=== WHAT IS REQUIRED ===
Pull out each line of the items below that contains the word "path", and copy those lines as they appear.

---

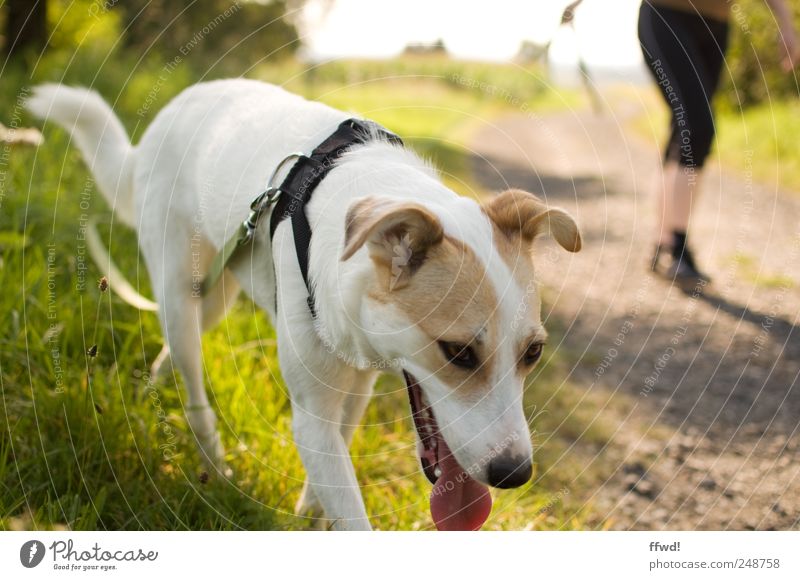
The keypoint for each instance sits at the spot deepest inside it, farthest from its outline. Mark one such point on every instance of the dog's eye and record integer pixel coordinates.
(532, 354)
(460, 355)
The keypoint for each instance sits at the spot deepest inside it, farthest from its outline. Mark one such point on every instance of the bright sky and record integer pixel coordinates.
(605, 29)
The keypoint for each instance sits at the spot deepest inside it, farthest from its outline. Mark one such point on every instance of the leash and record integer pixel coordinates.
(288, 200)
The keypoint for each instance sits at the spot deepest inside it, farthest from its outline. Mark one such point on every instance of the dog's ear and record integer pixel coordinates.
(398, 234)
(517, 212)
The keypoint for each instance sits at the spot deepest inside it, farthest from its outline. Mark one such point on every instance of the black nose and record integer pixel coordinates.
(506, 472)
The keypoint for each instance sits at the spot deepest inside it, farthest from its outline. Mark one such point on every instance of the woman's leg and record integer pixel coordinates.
(684, 53)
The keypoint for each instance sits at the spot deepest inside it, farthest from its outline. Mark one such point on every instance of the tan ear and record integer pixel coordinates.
(517, 212)
(397, 234)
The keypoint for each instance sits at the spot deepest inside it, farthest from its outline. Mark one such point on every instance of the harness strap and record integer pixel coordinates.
(290, 198)
(306, 175)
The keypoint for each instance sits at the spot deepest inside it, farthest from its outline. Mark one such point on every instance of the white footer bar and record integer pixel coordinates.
(331, 555)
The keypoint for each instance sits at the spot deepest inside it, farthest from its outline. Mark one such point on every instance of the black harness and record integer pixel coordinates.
(304, 177)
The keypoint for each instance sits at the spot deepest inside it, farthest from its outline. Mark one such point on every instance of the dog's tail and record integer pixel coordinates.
(99, 135)
(109, 154)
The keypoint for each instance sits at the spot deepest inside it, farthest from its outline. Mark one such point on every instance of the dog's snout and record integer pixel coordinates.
(506, 472)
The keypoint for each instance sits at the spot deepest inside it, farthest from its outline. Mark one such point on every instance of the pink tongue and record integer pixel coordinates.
(458, 502)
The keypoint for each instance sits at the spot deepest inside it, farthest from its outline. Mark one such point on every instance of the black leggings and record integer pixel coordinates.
(684, 53)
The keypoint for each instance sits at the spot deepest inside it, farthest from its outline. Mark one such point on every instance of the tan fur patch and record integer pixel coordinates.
(450, 298)
(519, 213)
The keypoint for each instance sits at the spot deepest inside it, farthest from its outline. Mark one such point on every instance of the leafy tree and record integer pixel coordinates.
(753, 57)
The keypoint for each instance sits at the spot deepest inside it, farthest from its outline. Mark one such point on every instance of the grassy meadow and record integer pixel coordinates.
(90, 442)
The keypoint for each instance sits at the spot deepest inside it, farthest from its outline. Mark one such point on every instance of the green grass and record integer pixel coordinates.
(759, 142)
(88, 443)
(763, 140)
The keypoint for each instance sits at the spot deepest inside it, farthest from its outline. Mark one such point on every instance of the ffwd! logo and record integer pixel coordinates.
(31, 553)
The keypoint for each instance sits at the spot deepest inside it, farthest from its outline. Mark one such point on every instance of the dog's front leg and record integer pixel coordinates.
(329, 468)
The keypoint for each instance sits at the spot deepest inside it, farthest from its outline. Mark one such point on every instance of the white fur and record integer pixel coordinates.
(187, 186)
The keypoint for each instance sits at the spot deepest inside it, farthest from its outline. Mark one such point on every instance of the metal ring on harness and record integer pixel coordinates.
(266, 198)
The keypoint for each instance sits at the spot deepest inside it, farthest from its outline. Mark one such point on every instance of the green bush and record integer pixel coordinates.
(755, 74)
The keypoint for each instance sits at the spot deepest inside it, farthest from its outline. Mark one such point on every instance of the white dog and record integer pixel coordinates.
(407, 276)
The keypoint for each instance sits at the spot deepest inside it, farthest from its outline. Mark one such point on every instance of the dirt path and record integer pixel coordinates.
(713, 441)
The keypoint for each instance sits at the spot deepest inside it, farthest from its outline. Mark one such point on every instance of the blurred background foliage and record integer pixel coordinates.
(755, 75)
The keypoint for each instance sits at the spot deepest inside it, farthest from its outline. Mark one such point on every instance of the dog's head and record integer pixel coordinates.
(452, 295)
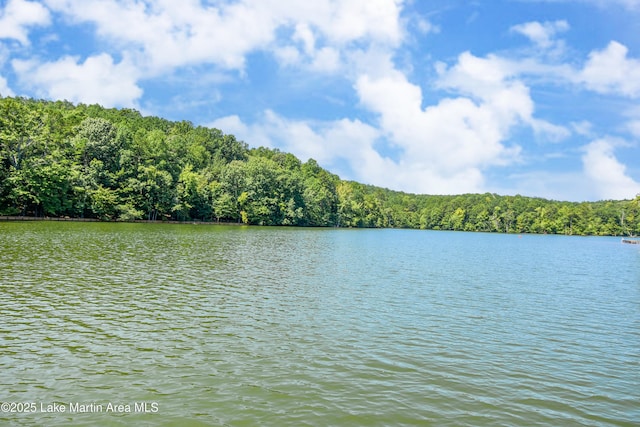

---

=== TASK RESULT ===
The keypoint for each instance sits at the spot deepest inside it, farthest from its outline. Mark one such point on every instance of the dirt path and record integer pixel coordinates.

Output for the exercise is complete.